# [Your objective]
In the records below, find the lines that include the string "light" and report how many there are, nothing else.

** Opening Records shown block **

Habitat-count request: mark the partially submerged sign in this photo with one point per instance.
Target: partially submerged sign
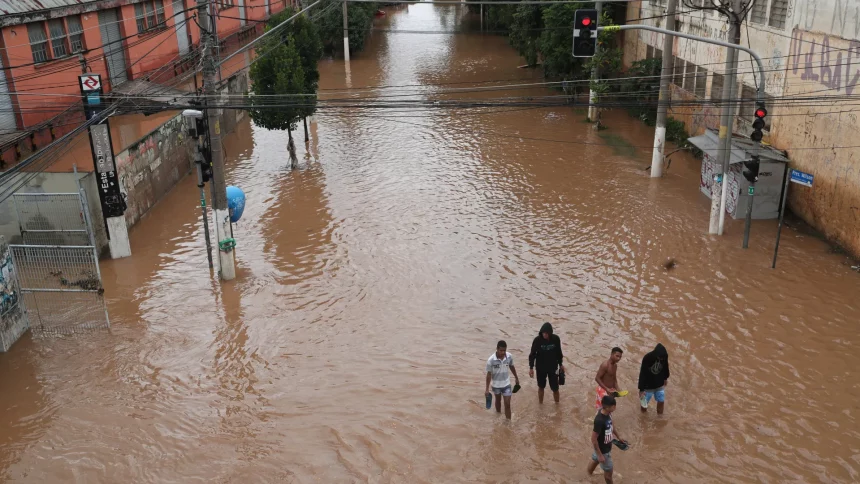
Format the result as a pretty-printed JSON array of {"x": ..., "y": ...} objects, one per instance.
[{"x": 802, "y": 178}]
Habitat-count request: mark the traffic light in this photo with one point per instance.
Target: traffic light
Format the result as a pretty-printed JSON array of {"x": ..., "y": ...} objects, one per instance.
[
  {"x": 758, "y": 123},
  {"x": 751, "y": 169},
  {"x": 584, "y": 32}
]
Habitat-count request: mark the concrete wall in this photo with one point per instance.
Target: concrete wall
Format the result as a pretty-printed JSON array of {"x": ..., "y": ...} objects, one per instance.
[
  {"x": 822, "y": 137},
  {"x": 815, "y": 54},
  {"x": 12, "y": 321},
  {"x": 150, "y": 167}
]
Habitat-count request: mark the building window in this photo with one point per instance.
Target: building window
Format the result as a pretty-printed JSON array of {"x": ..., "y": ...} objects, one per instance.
[
  {"x": 149, "y": 15},
  {"x": 758, "y": 14},
  {"x": 748, "y": 105},
  {"x": 678, "y": 78},
  {"x": 76, "y": 34},
  {"x": 717, "y": 87},
  {"x": 778, "y": 11},
  {"x": 690, "y": 77},
  {"x": 38, "y": 41},
  {"x": 701, "y": 81},
  {"x": 58, "y": 38},
  {"x": 64, "y": 37}
]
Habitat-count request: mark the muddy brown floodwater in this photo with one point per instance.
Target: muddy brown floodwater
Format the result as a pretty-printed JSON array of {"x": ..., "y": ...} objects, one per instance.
[{"x": 374, "y": 283}]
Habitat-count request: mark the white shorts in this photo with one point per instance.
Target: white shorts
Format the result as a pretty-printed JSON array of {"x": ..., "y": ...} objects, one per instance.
[{"x": 505, "y": 392}]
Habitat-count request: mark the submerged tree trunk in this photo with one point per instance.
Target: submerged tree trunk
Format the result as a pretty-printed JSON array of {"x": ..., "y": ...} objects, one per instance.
[
  {"x": 291, "y": 147},
  {"x": 305, "y": 121}
]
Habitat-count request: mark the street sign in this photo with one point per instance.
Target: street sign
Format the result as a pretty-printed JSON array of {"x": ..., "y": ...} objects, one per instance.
[
  {"x": 90, "y": 82},
  {"x": 801, "y": 178},
  {"x": 113, "y": 204}
]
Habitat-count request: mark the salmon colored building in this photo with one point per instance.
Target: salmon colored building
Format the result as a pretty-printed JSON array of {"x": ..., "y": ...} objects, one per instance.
[{"x": 46, "y": 44}]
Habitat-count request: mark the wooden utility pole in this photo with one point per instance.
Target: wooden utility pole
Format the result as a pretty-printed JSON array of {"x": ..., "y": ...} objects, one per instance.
[
  {"x": 227, "y": 267},
  {"x": 663, "y": 99}
]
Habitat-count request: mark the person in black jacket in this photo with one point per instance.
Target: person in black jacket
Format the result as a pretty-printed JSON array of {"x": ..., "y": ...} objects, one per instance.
[
  {"x": 546, "y": 354},
  {"x": 653, "y": 377}
]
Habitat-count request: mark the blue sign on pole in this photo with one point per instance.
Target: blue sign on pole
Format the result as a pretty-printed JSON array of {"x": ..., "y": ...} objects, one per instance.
[{"x": 801, "y": 178}]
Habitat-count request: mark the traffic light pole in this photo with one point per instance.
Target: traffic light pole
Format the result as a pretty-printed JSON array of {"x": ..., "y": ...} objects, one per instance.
[
  {"x": 595, "y": 73},
  {"x": 724, "y": 154},
  {"x": 748, "y": 222},
  {"x": 227, "y": 265},
  {"x": 759, "y": 93},
  {"x": 663, "y": 99}
]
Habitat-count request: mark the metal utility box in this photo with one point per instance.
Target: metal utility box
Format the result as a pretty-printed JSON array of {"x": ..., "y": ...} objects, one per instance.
[{"x": 771, "y": 177}]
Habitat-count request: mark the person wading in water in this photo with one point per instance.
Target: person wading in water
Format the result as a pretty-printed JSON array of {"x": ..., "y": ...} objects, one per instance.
[
  {"x": 607, "y": 383},
  {"x": 547, "y": 356}
]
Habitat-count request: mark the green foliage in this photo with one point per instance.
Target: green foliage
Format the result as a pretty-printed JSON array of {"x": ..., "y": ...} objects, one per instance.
[
  {"x": 676, "y": 133},
  {"x": 524, "y": 33},
  {"x": 286, "y": 64},
  {"x": 278, "y": 71},
  {"x": 330, "y": 24}
]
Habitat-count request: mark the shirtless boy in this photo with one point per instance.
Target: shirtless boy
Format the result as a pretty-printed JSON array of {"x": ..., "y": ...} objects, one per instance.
[{"x": 607, "y": 383}]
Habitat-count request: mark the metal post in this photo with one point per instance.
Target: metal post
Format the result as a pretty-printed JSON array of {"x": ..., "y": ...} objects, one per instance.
[
  {"x": 748, "y": 222},
  {"x": 786, "y": 175},
  {"x": 227, "y": 267},
  {"x": 200, "y": 184},
  {"x": 729, "y": 109},
  {"x": 595, "y": 73},
  {"x": 345, "y": 34},
  {"x": 718, "y": 192},
  {"x": 662, "y": 107}
]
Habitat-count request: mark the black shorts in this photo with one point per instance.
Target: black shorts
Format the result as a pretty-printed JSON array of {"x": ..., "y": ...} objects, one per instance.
[{"x": 553, "y": 379}]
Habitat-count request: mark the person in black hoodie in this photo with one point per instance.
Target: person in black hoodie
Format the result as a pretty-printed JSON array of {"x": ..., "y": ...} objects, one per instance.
[
  {"x": 546, "y": 355},
  {"x": 653, "y": 377}
]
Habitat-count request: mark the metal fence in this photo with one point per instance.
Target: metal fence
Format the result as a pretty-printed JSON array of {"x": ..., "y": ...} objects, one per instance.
[
  {"x": 53, "y": 219},
  {"x": 61, "y": 289},
  {"x": 13, "y": 320}
]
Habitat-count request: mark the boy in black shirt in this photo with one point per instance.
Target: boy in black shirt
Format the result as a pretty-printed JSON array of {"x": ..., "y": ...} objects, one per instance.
[{"x": 601, "y": 439}]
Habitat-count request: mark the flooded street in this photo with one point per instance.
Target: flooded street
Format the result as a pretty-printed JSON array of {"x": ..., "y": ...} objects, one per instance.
[{"x": 373, "y": 284}]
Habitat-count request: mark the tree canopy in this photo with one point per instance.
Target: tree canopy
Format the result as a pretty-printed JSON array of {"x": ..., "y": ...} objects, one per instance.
[{"x": 286, "y": 66}]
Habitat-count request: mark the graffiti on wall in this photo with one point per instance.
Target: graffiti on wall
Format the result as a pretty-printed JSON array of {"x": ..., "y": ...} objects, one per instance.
[
  {"x": 830, "y": 61},
  {"x": 151, "y": 166},
  {"x": 834, "y": 17}
]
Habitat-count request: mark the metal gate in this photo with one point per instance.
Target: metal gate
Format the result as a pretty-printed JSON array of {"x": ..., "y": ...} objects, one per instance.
[
  {"x": 61, "y": 288},
  {"x": 56, "y": 269},
  {"x": 53, "y": 219}
]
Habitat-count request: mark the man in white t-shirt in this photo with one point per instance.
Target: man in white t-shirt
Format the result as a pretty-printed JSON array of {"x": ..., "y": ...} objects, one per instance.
[{"x": 497, "y": 374}]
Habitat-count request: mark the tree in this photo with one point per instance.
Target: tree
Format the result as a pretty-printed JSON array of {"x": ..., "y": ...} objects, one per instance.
[
  {"x": 330, "y": 24},
  {"x": 285, "y": 73},
  {"x": 278, "y": 78}
]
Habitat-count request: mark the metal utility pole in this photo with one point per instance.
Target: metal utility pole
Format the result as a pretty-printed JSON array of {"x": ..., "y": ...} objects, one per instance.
[
  {"x": 227, "y": 267},
  {"x": 595, "y": 74},
  {"x": 345, "y": 34},
  {"x": 662, "y": 107},
  {"x": 724, "y": 145}
]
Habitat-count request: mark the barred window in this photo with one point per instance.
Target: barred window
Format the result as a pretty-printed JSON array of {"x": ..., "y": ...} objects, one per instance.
[
  {"x": 58, "y": 38},
  {"x": 38, "y": 41},
  {"x": 678, "y": 78},
  {"x": 149, "y": 15},
  {"x": 690, "y": 77},
  {"x": 717, "y": 87},
  {"x": 778, "y": 11},
  {"x": 701, "y": 81},
  {"x": 758, "y": 14},
  {"x": 76, "y": 34}
]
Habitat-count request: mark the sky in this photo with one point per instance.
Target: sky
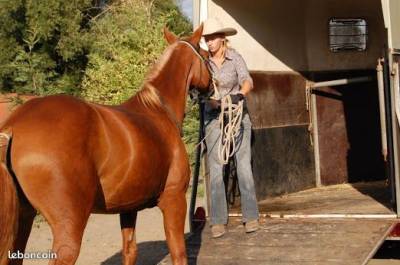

** Closing Records shown block **

# [Exercise output]
4